#### Text shown
# koi pellets



## kronk (Dec 22, 2007)

I fed my 7 rbp purina aqua-max pellets today and they absolutly loved them. My fish range from 3"-8" the stuff is cheap about a buck a pound. I wanted to know if anybody else has tried them.


----------



## tison 30 (Feb 29, 2008)

This has nothing to do with ne thing but i really like your tank...is that river rocks or whatever there called and is it hard to clean?


----------



## kronk (Dec 22, 2007)

Tison said:


> This has nothing to do with ne thing but i really like your tank...is that river rocks or whatever there called and is it hard to clean?


 ya its plain old river rock from the landscape yard, it does hide bits of food in the cracks but it vacumes quite easy and the small danios go in there and clean up. I have the tank on a continuous drip system so the water stays clean all the time.


----------



## -NBKK- (Jun 22, 2007)

I haven't tried them yet. I only feed hakira gold pellets. I get the expensive stuff because i only feed pellets twice a week Anyways. Whats in the tank below your Rbps?


----------



## tison 30 (Feb 29, 2008)

nice i never thought about using them for my tank...i should see if the price is way different from little colored rocks cuz that looks really good!


----------



## kronk (Dec 22, 2007)

#### Set task 1
Which usernames appear in the post headings of the koi pellets thread? List each one only once.
#### Set task 2
Reproduce the rows below verbatim, everything from the start of the rows down to the line that contains "column 200, row 280", with both ends included. Leave the pictures out.

#### Data in this exercise
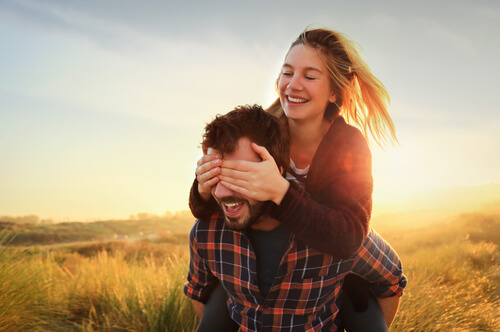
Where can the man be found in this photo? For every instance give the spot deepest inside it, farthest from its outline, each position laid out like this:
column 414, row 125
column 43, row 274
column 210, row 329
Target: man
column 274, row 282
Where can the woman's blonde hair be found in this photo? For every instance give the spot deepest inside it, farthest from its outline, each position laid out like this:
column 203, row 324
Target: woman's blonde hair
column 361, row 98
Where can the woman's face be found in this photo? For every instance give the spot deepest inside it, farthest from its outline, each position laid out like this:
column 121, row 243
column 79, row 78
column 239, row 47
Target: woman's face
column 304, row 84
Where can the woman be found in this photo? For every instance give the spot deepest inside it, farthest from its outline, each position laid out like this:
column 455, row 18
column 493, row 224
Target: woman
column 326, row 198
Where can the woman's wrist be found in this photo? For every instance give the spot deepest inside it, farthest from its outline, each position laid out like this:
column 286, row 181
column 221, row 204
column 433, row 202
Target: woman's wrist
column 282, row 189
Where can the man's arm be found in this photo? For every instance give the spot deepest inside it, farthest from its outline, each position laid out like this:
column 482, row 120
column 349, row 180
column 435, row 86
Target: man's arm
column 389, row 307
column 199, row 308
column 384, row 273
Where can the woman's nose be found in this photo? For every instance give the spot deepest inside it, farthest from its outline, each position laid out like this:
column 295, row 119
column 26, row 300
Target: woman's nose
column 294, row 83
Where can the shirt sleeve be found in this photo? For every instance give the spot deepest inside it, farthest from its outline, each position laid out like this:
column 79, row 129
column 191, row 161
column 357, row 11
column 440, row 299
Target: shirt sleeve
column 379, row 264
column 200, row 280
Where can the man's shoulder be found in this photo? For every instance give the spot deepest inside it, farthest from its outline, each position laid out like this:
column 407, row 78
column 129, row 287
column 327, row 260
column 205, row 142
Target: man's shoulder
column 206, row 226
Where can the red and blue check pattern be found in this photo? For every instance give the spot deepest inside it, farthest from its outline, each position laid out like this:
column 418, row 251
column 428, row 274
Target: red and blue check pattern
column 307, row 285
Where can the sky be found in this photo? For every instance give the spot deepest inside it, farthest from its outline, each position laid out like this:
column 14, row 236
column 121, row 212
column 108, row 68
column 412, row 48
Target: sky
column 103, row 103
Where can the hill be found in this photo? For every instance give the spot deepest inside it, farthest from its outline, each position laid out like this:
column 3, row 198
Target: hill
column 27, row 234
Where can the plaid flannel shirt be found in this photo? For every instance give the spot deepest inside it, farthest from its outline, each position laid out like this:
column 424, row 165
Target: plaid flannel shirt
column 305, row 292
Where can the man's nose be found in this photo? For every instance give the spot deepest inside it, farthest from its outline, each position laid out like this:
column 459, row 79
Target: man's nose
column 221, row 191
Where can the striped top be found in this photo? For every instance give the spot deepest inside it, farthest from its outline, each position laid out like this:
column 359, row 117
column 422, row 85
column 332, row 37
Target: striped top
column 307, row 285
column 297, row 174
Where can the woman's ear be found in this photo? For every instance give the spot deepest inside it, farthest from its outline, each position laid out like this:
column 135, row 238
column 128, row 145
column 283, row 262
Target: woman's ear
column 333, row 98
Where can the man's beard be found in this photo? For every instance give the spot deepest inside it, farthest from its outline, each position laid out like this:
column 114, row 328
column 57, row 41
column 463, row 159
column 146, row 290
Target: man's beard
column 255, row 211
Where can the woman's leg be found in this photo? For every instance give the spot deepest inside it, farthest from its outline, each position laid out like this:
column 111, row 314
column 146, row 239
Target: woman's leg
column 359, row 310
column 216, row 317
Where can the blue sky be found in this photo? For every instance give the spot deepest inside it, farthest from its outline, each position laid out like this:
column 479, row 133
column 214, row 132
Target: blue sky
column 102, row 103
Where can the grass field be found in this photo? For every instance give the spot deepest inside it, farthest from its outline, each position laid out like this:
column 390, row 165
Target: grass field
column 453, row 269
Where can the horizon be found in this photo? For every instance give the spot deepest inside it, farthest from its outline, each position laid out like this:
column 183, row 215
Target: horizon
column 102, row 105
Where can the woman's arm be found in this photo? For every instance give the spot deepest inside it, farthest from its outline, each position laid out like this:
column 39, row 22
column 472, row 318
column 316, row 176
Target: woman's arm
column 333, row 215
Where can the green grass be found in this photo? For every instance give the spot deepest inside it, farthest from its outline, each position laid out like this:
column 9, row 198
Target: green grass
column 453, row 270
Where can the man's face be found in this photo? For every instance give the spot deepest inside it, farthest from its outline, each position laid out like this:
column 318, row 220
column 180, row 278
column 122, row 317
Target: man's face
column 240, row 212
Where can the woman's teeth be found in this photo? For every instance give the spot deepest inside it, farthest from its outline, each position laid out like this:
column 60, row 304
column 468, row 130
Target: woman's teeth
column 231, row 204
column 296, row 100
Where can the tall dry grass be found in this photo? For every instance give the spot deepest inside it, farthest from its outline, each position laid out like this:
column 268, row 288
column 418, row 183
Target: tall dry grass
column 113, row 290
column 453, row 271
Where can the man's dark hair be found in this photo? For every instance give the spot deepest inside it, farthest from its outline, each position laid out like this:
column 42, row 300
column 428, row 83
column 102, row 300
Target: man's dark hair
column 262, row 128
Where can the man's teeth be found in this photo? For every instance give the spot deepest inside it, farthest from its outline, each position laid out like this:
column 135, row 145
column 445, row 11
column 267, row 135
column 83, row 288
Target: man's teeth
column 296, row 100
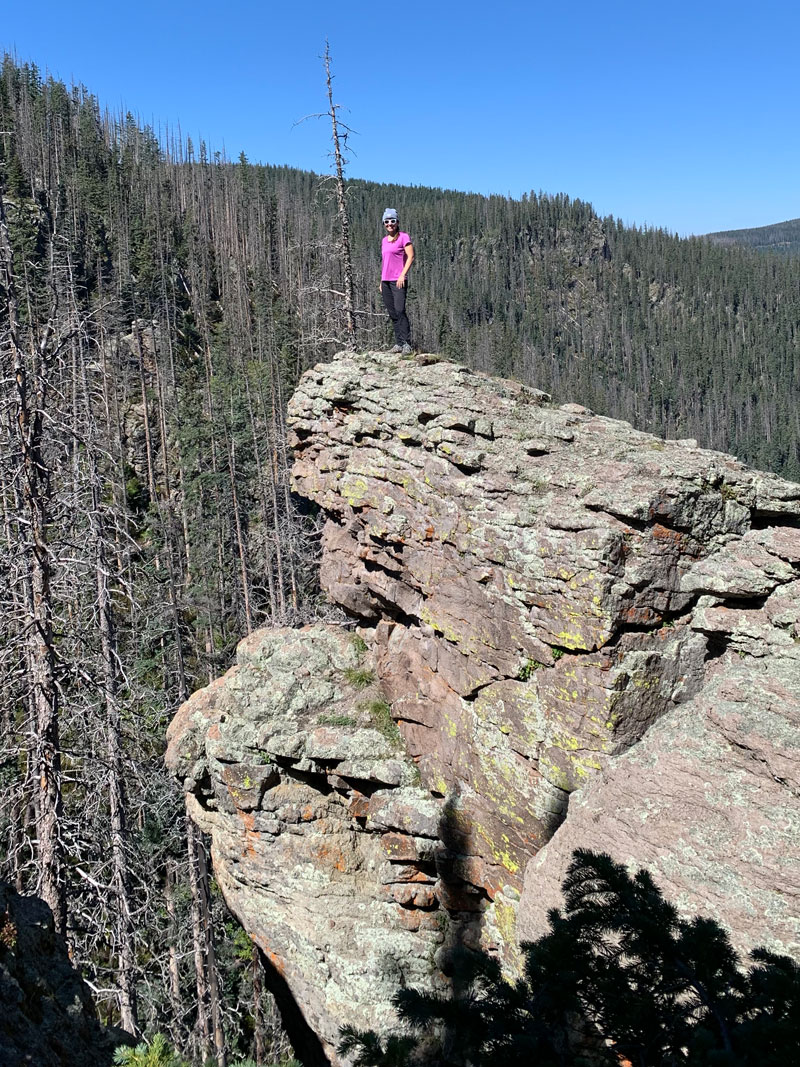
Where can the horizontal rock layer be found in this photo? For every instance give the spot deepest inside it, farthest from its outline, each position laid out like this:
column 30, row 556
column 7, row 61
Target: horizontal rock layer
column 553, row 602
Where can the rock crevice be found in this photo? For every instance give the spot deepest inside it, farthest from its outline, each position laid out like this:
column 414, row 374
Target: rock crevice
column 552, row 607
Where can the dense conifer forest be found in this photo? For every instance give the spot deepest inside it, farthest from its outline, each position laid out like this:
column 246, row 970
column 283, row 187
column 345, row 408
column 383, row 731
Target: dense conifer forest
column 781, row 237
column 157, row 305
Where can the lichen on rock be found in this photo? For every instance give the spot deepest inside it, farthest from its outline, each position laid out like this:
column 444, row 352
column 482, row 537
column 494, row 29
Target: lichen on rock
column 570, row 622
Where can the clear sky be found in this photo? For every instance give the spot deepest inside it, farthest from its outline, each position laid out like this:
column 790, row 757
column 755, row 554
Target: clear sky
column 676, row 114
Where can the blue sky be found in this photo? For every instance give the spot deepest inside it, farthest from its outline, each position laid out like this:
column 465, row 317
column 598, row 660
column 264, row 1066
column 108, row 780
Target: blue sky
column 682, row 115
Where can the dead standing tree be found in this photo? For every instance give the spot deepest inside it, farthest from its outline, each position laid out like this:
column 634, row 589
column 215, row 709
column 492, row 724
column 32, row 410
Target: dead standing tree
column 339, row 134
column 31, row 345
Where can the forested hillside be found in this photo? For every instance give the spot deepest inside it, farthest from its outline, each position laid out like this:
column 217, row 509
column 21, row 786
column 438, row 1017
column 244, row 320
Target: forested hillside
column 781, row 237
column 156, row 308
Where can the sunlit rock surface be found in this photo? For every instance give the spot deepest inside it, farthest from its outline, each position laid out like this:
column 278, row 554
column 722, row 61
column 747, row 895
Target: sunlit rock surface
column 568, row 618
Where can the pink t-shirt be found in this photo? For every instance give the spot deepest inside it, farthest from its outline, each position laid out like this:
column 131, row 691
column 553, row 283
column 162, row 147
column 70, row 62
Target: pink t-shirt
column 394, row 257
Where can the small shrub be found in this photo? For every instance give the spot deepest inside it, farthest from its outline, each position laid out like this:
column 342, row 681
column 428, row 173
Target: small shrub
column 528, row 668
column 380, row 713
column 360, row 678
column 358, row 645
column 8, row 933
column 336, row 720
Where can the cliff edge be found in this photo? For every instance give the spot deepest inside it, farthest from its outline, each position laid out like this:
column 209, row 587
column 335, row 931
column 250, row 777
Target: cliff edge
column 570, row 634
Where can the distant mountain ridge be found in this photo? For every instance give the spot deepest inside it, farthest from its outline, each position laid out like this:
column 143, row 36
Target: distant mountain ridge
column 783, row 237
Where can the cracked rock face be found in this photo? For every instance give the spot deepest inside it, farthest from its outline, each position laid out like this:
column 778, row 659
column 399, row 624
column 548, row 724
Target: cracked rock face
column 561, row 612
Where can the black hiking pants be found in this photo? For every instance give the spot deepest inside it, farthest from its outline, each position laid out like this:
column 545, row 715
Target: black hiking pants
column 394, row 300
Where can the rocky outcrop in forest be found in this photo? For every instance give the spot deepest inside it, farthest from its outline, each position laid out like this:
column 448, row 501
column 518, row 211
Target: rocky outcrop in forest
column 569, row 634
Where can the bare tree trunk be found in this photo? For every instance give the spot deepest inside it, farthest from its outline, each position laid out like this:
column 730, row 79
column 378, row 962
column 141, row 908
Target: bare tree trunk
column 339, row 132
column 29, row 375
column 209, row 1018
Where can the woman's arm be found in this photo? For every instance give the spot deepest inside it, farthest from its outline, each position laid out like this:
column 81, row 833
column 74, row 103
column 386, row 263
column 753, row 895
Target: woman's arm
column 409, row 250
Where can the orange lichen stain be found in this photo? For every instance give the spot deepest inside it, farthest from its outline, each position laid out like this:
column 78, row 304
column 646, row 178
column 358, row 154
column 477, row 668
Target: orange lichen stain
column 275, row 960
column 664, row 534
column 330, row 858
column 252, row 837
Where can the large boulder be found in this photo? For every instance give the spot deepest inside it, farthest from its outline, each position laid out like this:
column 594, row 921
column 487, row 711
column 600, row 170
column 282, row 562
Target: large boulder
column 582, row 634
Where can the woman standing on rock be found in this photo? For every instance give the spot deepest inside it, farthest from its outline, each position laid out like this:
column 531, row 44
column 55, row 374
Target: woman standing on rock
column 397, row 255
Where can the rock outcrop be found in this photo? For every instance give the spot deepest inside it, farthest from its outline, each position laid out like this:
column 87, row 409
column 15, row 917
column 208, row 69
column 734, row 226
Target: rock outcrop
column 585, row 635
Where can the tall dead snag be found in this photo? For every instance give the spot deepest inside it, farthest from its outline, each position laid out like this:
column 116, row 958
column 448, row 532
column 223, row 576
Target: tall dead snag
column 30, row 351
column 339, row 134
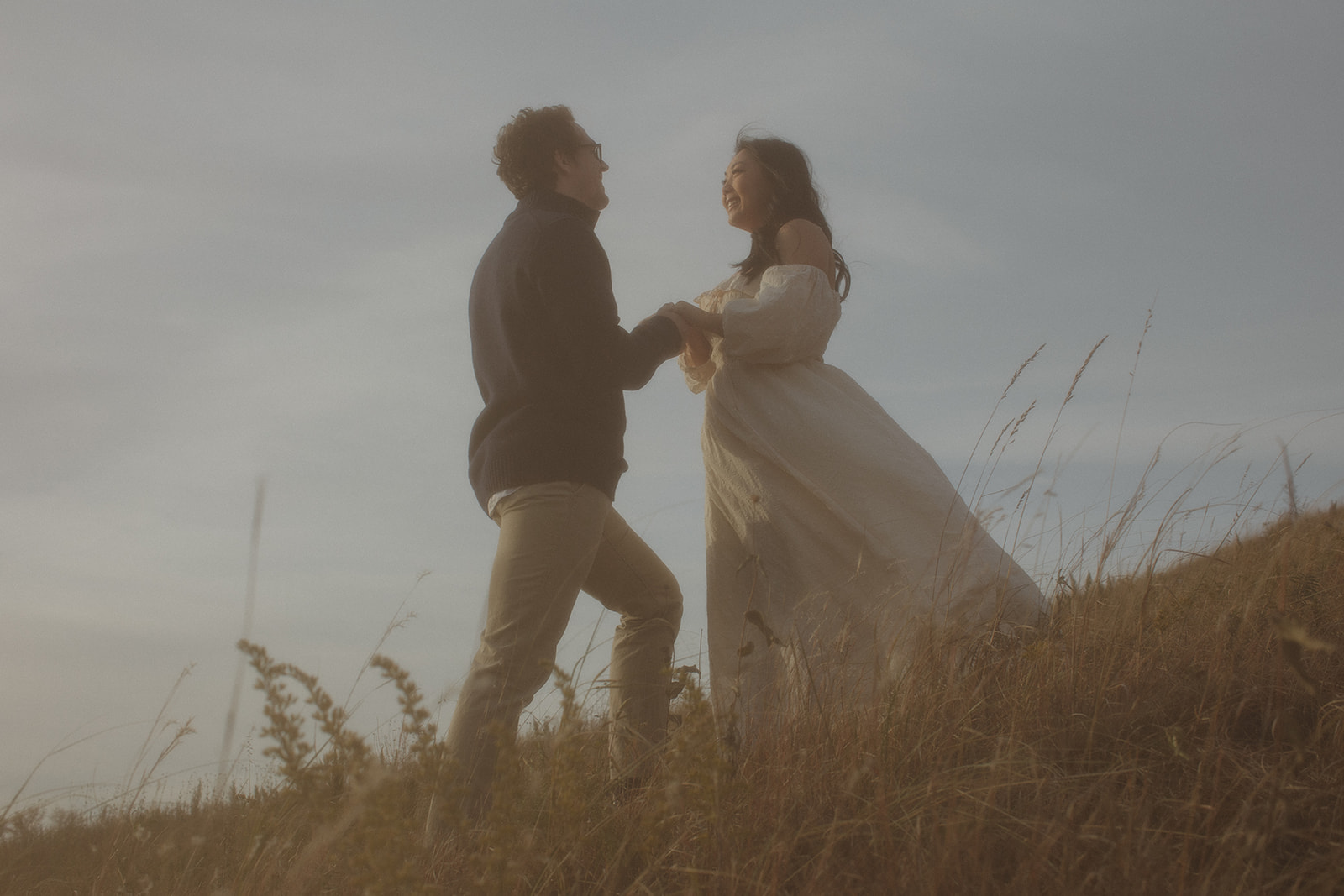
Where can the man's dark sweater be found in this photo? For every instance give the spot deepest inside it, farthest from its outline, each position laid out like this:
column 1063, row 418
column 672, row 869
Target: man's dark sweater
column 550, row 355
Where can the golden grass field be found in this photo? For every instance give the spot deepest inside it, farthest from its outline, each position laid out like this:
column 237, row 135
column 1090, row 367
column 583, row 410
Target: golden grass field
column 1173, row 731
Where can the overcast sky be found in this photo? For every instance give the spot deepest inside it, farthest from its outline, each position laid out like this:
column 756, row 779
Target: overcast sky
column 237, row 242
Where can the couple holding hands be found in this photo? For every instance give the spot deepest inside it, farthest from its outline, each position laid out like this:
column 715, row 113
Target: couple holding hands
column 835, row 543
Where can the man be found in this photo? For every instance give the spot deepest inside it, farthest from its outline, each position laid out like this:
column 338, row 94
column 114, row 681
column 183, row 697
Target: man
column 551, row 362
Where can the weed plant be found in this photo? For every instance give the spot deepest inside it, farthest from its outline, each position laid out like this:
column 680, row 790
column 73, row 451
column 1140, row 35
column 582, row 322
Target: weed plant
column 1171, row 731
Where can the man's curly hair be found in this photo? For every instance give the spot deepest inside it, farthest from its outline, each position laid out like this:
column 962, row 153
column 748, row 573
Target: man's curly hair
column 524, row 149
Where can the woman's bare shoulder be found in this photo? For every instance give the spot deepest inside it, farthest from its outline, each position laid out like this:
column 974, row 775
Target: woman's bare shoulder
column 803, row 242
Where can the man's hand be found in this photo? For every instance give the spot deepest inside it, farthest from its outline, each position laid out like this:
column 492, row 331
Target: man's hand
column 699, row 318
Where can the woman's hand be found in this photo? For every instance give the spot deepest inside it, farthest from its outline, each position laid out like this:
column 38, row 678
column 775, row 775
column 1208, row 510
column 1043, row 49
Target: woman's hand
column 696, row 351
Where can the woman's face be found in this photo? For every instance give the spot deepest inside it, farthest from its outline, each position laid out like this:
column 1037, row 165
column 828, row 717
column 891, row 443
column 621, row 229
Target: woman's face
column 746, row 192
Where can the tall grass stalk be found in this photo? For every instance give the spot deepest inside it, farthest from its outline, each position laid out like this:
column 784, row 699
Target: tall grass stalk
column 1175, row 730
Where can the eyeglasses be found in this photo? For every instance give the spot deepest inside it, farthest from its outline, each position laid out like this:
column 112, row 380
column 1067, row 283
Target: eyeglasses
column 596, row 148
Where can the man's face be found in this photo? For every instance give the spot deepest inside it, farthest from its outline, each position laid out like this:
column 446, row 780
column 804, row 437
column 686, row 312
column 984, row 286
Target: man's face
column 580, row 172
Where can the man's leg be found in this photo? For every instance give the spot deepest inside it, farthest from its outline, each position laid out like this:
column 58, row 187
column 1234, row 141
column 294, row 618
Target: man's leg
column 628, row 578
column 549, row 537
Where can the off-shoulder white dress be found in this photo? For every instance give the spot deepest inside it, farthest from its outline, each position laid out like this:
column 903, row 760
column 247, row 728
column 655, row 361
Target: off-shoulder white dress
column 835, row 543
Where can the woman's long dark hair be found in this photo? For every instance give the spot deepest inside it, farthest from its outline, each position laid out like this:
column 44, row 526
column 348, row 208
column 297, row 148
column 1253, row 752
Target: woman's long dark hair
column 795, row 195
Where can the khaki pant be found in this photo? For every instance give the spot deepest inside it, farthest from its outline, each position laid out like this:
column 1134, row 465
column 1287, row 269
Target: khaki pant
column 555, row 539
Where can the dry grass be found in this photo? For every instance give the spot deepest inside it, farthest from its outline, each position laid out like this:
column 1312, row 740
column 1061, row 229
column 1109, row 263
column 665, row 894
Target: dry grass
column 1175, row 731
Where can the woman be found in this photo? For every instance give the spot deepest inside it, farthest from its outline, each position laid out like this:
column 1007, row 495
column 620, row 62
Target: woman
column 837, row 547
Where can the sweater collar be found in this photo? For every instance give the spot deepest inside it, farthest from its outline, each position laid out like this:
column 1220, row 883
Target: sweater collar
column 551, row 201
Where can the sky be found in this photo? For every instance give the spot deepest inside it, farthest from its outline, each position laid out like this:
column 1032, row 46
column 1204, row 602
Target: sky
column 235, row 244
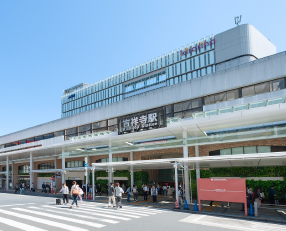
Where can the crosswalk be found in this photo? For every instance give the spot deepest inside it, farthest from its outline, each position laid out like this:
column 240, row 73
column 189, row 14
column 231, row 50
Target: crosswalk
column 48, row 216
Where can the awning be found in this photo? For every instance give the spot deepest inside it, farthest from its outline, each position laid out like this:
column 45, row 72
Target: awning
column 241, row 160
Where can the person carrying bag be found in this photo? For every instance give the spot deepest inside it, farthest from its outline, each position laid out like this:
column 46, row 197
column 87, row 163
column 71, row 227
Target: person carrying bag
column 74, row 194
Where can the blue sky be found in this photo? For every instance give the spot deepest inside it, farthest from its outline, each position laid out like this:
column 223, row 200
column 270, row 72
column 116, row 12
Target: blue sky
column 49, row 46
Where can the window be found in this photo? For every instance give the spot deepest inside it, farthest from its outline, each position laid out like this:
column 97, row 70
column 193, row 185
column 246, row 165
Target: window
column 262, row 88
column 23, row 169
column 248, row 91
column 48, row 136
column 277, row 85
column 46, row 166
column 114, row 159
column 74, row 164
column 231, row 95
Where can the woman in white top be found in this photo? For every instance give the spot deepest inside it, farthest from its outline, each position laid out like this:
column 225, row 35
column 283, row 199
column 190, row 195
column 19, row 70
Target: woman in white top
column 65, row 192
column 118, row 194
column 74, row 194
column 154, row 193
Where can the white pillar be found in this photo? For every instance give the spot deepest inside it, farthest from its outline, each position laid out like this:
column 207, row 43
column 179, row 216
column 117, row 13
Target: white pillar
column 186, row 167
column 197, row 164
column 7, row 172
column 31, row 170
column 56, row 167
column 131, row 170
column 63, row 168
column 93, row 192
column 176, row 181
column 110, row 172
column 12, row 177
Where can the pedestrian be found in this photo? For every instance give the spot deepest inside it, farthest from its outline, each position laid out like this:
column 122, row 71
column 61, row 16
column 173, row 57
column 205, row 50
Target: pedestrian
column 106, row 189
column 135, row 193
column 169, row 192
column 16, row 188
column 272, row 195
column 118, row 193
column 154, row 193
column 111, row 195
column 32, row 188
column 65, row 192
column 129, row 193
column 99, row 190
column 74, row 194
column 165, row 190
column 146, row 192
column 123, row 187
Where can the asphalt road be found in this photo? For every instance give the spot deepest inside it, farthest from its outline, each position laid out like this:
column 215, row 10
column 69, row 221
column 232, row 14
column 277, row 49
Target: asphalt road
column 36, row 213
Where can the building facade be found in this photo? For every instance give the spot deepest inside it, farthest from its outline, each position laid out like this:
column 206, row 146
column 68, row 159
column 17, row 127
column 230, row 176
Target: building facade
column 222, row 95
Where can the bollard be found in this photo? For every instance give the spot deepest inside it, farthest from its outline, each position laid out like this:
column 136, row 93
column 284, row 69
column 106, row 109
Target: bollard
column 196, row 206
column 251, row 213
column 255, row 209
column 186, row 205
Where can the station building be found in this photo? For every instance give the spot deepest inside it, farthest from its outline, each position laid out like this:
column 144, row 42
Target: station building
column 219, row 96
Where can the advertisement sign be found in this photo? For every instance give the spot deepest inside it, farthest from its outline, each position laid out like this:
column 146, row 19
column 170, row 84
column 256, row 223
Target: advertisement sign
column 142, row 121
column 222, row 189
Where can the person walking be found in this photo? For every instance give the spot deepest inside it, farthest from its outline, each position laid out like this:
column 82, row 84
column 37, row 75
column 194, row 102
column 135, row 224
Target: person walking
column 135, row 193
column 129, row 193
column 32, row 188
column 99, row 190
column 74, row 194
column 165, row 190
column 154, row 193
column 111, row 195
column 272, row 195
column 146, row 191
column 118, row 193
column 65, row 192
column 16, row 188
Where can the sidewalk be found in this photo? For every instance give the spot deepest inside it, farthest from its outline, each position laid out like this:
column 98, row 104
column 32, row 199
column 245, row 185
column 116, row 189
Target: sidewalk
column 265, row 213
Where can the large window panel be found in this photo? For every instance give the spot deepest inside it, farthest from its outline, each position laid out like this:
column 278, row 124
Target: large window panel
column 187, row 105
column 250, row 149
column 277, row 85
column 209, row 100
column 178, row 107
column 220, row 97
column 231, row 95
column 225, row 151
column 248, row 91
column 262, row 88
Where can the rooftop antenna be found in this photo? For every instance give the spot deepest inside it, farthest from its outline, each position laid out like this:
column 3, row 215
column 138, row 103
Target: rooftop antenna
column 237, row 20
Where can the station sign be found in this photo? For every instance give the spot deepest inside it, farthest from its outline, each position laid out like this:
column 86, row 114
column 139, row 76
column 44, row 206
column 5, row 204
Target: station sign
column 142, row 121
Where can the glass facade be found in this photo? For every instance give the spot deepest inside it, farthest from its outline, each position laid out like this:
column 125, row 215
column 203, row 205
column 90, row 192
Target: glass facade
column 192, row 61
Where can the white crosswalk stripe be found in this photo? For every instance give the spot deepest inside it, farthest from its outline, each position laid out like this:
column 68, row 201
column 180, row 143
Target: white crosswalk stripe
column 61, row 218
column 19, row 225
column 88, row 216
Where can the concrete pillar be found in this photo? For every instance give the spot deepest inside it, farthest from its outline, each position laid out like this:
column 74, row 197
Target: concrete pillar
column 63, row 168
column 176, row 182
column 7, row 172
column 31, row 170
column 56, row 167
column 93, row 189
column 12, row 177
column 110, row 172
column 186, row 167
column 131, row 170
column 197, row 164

#### Output 1
kronk
tison 30
-NBKK-

#### Output 2
Where can the man be found in this photo? For every instance give the spot deepest inside it, farthest from its outline, each position laid out like this:
column 414, row 125
column 43, row 274
column 210, row 329
Target: man
column 274, row 282
Where can the woman's blonde hair be found in this photo? For every instance give the spot deepest inside it, farthest from its outline, each position laid out like this:
column 203, row 324
Target: woman's blonde hair
column 361, row 98
Where can the woman's face be found in this photo? For every instance give the spot deepest inside it, farthest from its outline, each position laid out like this:
column 121, row 243
column 79, row 78
column 239, row 47
Target: woman's face
column 304, row 84
Where can the woman be found in this photo? For every instance give the spot deepest inside it, farthest from its outline, each position laid out like this:
column 455, row 18
column 493, row 224
Target: woman
column 326, row 198
Where can the woman's wrist be found in this photo? For every instance give the spot deepest inside it, farthest from its outline, each position laid out like this:
column 286, row 181
column 221, row 204
column 433, row 202
Target: woman's wrist
column 282, row 189
Where can the man's arm be found in this photo? For every instance give the spot deepest inside it, farthest from its outline, each position laid out like this:
column 482, row 120
column 349, row 180
column 435, row 86
Target: man's arm
column 389, row 307
column 199, row 308
column 384, row 273
Where can the woman's nose be found in this photo? For every instance give the spot deepest inside it, farthest from its outline, each position laid out like this:
column 295, row 119
column 26, row 300
Target: woman's nose
column 294, row 83
Where can the shirt sleeve be found in this photo? For every instance give the spot deepest inside it, farthest from its outline, each position laid out like this:
column 79, row 129
column 191, row 161
column 357, row 11
column 440, row 299
Target: shirt sleeve
column 379, row 264
column 200, row 280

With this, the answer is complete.